_ASSIGNED TASK_
Without changing a character, return the entries, but not the images they hold.

[Stored items from a collection]
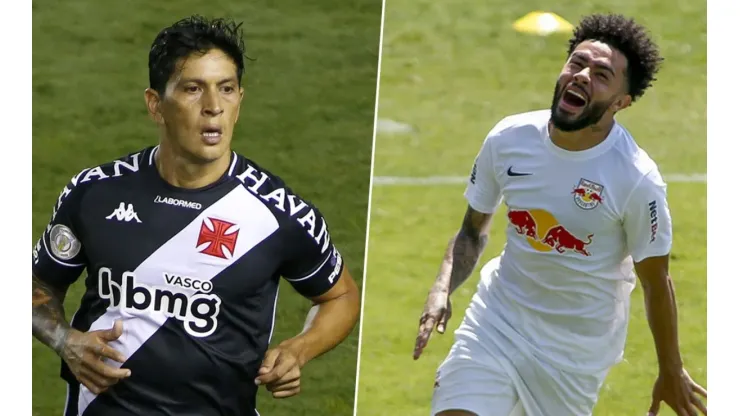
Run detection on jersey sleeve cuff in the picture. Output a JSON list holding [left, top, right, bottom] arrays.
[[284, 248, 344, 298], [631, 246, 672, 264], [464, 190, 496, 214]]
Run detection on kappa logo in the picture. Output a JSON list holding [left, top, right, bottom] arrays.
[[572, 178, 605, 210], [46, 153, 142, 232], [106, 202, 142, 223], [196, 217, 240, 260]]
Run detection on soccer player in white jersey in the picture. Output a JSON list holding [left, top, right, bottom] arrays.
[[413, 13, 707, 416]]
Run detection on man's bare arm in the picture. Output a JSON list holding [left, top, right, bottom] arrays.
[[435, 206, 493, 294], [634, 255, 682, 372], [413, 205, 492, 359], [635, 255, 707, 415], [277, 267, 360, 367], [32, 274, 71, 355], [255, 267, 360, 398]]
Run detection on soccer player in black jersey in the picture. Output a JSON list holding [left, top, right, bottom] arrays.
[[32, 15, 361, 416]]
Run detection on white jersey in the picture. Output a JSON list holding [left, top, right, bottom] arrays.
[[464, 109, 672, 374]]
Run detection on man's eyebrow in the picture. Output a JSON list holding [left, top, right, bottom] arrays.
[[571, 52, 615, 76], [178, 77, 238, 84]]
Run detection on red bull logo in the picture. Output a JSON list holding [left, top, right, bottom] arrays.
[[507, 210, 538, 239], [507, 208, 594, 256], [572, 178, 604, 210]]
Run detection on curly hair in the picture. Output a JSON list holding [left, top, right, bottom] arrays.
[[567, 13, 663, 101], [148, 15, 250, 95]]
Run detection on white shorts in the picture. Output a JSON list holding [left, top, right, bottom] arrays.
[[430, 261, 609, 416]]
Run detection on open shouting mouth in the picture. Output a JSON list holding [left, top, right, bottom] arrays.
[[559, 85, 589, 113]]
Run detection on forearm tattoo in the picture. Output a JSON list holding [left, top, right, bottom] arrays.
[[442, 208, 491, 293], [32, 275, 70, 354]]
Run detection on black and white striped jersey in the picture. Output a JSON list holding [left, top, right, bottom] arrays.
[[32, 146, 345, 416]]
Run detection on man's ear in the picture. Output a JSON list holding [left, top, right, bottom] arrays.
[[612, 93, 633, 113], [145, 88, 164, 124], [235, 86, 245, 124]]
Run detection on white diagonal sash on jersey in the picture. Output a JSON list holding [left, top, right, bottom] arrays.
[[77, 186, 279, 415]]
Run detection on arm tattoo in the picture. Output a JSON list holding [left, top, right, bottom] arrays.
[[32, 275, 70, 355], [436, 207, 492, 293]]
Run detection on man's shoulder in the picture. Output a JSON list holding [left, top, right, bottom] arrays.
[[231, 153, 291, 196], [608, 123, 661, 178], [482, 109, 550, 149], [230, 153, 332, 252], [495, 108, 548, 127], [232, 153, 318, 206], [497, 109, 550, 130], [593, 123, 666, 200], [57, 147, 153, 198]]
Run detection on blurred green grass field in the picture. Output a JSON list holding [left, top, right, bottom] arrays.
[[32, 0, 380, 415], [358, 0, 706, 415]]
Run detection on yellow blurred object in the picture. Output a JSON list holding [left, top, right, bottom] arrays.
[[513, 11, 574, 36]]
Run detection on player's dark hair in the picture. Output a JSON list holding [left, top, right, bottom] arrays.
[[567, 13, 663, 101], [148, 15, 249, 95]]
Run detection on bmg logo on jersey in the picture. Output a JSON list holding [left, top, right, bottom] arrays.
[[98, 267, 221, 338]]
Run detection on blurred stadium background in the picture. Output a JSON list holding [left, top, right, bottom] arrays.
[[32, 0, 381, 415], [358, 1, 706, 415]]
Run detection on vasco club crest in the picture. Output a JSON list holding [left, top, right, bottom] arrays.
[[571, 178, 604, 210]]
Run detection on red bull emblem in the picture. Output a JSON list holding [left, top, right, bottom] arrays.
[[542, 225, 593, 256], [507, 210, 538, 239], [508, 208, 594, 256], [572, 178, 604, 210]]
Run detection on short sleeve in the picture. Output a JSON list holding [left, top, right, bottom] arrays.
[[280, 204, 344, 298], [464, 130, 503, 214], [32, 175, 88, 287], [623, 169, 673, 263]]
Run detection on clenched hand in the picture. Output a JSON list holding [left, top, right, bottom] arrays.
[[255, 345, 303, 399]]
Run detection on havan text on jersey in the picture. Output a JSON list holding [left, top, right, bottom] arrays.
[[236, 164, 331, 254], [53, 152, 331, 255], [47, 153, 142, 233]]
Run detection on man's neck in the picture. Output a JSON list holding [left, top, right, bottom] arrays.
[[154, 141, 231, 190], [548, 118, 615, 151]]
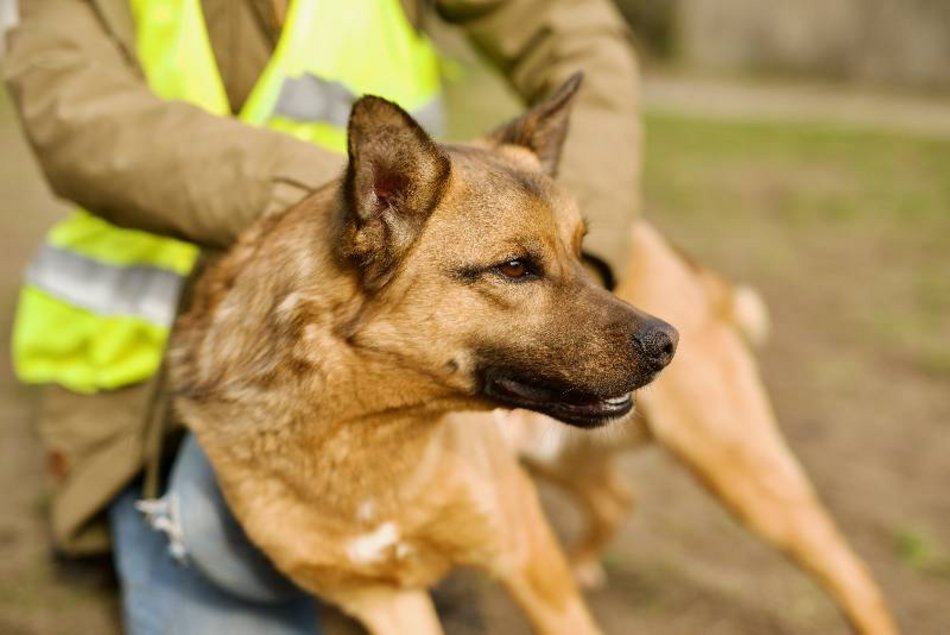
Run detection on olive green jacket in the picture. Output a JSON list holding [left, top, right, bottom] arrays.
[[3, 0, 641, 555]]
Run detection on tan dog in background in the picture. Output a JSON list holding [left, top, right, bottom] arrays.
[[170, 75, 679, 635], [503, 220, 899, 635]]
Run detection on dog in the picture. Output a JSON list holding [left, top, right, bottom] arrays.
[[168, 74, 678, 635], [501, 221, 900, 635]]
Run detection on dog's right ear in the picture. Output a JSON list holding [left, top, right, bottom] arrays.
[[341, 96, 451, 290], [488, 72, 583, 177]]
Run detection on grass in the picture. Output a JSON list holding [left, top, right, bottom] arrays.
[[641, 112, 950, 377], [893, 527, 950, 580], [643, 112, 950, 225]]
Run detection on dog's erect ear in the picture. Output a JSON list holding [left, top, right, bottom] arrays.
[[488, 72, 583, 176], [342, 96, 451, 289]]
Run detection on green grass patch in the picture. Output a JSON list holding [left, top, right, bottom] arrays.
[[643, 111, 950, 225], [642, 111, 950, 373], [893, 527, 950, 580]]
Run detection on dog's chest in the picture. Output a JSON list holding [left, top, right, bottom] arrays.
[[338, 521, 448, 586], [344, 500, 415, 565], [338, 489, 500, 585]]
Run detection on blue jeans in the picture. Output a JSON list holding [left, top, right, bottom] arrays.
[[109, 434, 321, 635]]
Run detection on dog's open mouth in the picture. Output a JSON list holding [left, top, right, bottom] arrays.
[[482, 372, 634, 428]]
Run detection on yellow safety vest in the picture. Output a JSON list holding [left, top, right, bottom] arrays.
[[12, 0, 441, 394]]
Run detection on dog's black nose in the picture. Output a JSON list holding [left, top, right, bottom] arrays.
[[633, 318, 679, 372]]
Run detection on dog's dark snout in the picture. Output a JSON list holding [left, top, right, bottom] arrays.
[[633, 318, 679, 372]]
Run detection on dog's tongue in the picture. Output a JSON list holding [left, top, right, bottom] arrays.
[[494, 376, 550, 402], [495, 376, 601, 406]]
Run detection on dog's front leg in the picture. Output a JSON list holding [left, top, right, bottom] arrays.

_RESULT_
Run detection on jersey sleeve cuff in the picture. Output a JSON list holding [left, top, right, bottom] arrays.
[[284, 248, 344, 298], [631, 246, 672, 264], [464, 190, 496, 214]]
Run detection on kappa logo in the picture. Output a JSON list holding [left, top, right, bottom] arrays.
[[572, 178, 605, 210], [46, 153, 142, 232], [106, 202, 142, 223], [196, 217, 240, 260]]
Run detection on soccer player in white jersey in the picture. Output a JSON list holding [left, top, right, bottom] arrays.
[[413, 13, 707, 416]]
Run detection on man's bare arm in the picture. Output a JSON list holding [left, top, right, bottom] arrays.
[[435, 206, 493, 294], [634, 255, 682, 372], [413, 205, 492, 359], [635, 255, 707, 415], [277, 267, 360, 367], [32, 274, 71, 355], [255, 267, 360, 398]]
Run detection on soccer player in black jersey in the picture. Output a JSON list holding [left, top, right, bottom] arrays.
[[32, 15, 361, 416]]
Run detection on white jersey in the picture. Output a JSON list holding [left, top, right, bottom] arrays.
[[464, 109, 672, 374]]
Run detection on man's eyebrow in the picture. Output a JSON list holding [left, top, right, bottom] arrays.
[[571, 52, 615, 76], [178, 77, 238, 84]]
Run detection on red bull logo in the picture. Output a JSON list holding [left, top, right, bottom] arrays.
[[507, 210, 538, 239], [507, 208, 594, 256], [572, 178, 604, 210]]
Run detection on curly hair in the picture. Output a JSON list holding [left, top, right, bottom] arrays.
[[567, 13, 663, 101], [148, 15, 250, 95]]
Run detection on white shorts in the picture. Output a JSON list holding [left, top, right, bottom] arrays.
[[430, 261, 609, 416]]
Run detection on open shouting mouth in the picture. Output a JSON list holding [left, top, right, bottom] arrays.
[[559, 85, 589, 113]]
Run detection on forearm tattoo in the picture. Output a JSON list holding [left, top, right, bottom] arrays.
[[442, 208, 491, 293], [32, 275, 70, 354]]
Run detection on black and white striped jersey in the picture. Output a JSON list holding [left, top, right, bottom] arrays.
[[32, 146, 345, 416]]
Run detection on man's ear in the picture. Output a JSON list holding [left, top, right, bottom] arrays.
[[612, 93, 633, 113], [145, 88, 164, 124], [235, 86, 245, 124]]
Run detection on white diagonal sash on jersey in the picture. Output a JSON list holding [left, top, right, bottom] arrays.
[[77, 186, 279, 415]]
Run detection on arm tattoo in the picture. Output a JSON list holding [left, top, right, bottom] arrays.
[[32, 275, 70, 355], [436, 207, 492, 293]]
Run detection on man's shoulder in the picture. Output a JSON list holding [left, top, right, bottom] arrays.
[[231, 153, 291, 196], [608, 123, 661, 178], [482, 109, 550, 149], [230, 153, 332, 252], [495, 108, 548, 127], [232, 153, 318, 206], [497, 109, 550, 130], [593, 123, 666, 200], [57, 147, 153, 198]]
Run detection on blurred green grass field in the picture. Output a JSON list holding [left, top, right, bottom] arrays.
[[32, 0, 380, 415], [358, 0, 706, 415]]
Run detection on yellow blurred object in the picture. Output a JSON list holding [left, top, right, bottom] arrays.
[[513, 11, 574, 36]]
Run detection on player's dark hair in the picture. Output a JSON list holding [left, top, right, bottom] arrays.
[[567, 13, 663, 101], [148, 15, 249, 95]]
Run detection on bmg logo on jersey in the picture. Output a JSON list holding [left, top, right, bottom] arrays.
[[98, 267, 221, 338]]
Run detection on blurred stadium background in the picture. Output a JSON list holding [left, top, right, bottom] arrays.
[[32, 0, 381, 415], [358, 1, 706, 415]]
Run detection on vasco club crest in the picture. Output a JSON list holding [left, top, right, bottom] arrays.
[[571, 178, 604, 210]]
Run detection on red bull emblem in the picture. Output a JSON list holding [left, top, right, bottom] arrays.
[[542, 225, 593, 256], [507, 210, 538, 239], [508, 208, 594, 256], [572, 178, 604, 210]]
Run detection on short sleeve in the picture. Output a JSON list holding [left, top, right, bottom] arrays.
[[280, 204, 344, 298], [464, 130, 503, 214], [32, 175, 88, 287], [623, 169, 673, 263]]
Run detection on clenched hand in the picture. Output a JSON list holding [left, top, right, bottom] arrays.
[[255, 345, 303, 399]]
Run detection on havan text on jersey in the picture. Output a JSON list holding [left, top, right, bottom] arrays.
[[236, 164, 331, 254], [53, 152, 331, 255], [47, 153, 142, 233]]
Run detection on man's neck in the picture. Output a JSON list holding [left, top, right, bottom] arrays.
[[154, 141, 231, 190], [548, 118, 615, 151]]
Run detection on olive green jacket in the picture. Output a JSON list holding [left, top, right, bottom] arrays.
[[3, 0, 641, 555]]
Run detection on tan dog in background in the picture. Output a JSON list holding [left, top, right, bottom] arrays.
[[170, 75, 679, 635], [503, 220, 899, 635]]
Run detection on dog in the picture. Output a JSON list holding [left, top, right, bottom] arrays.
[[168, 74, 678, 635], [501, 221, 900, 635]]
Run detection on dog's right ear in the picture. Output a JSON list holding [left, top, right, bottom] arrays.
[[341, 96, 451, 290], [488, 72, 583, 177]]
Run detection on grass in the picture. Output a JSON list holding [left, top, right, bottom] arrays.
[[641, 112, 950, 377], [893, 527, 950, 580], [643, 112, 950, 225]]
Run detection on dog's erect ear in the picture. Output a JSON list holding [left, top, right, bottom] arrays.
[[488, 72, 583, 176], [342, 96, 451, 289]]
Run detection on green grass patch in the picture. Output a JSON list holding [left, top, right, bottom] arrays.
[[643, 111, 950, 225], [642, 111, 950, 373], [893, 527, 950, 580]]
Run detection on dog's chest in the picture. Output a JSON list holding [left, top, right, bottom] arrays.
[[338, 521, 448, 586], [344, 500, 415, 565], [338, 489, 500, 585]]
Run detection on blue jeans in the picture. Output a JSON list holding [left, top, right, bottom] arrays.
[[109, 434, 321, 635]]
Run detection on dog's open mouth in the picture. Output a JSON list holding [left, top, right, bottom] arrays.
[[482, 372, 634, 428]]
Run detection on yellow safety vest in the picture. Output a JSON list holding [left, top, right, bottom] arrays.
[[12, 0, 441, 394]]
Run detection on dog's black nose in the picture. Output a JSON list holding [left, top, right, bottom] arrays.
[[633, 318, 679, 372]]
Run detection on dog's dark snout in the picture. Output a JSON list holding [left, top, right, bottom] arrays.
[[633, 318, 679, 372]]
Run detection on dog's tongue in the picture. Output a JSON list holding [left, top, right, bottom] arrays.
[[494, 376, 550, 402], [495, 376, 601, 406]]
Run detection on dog's front leg in the picture. Output a JSON list holding [left, top, right, bottom] arrays.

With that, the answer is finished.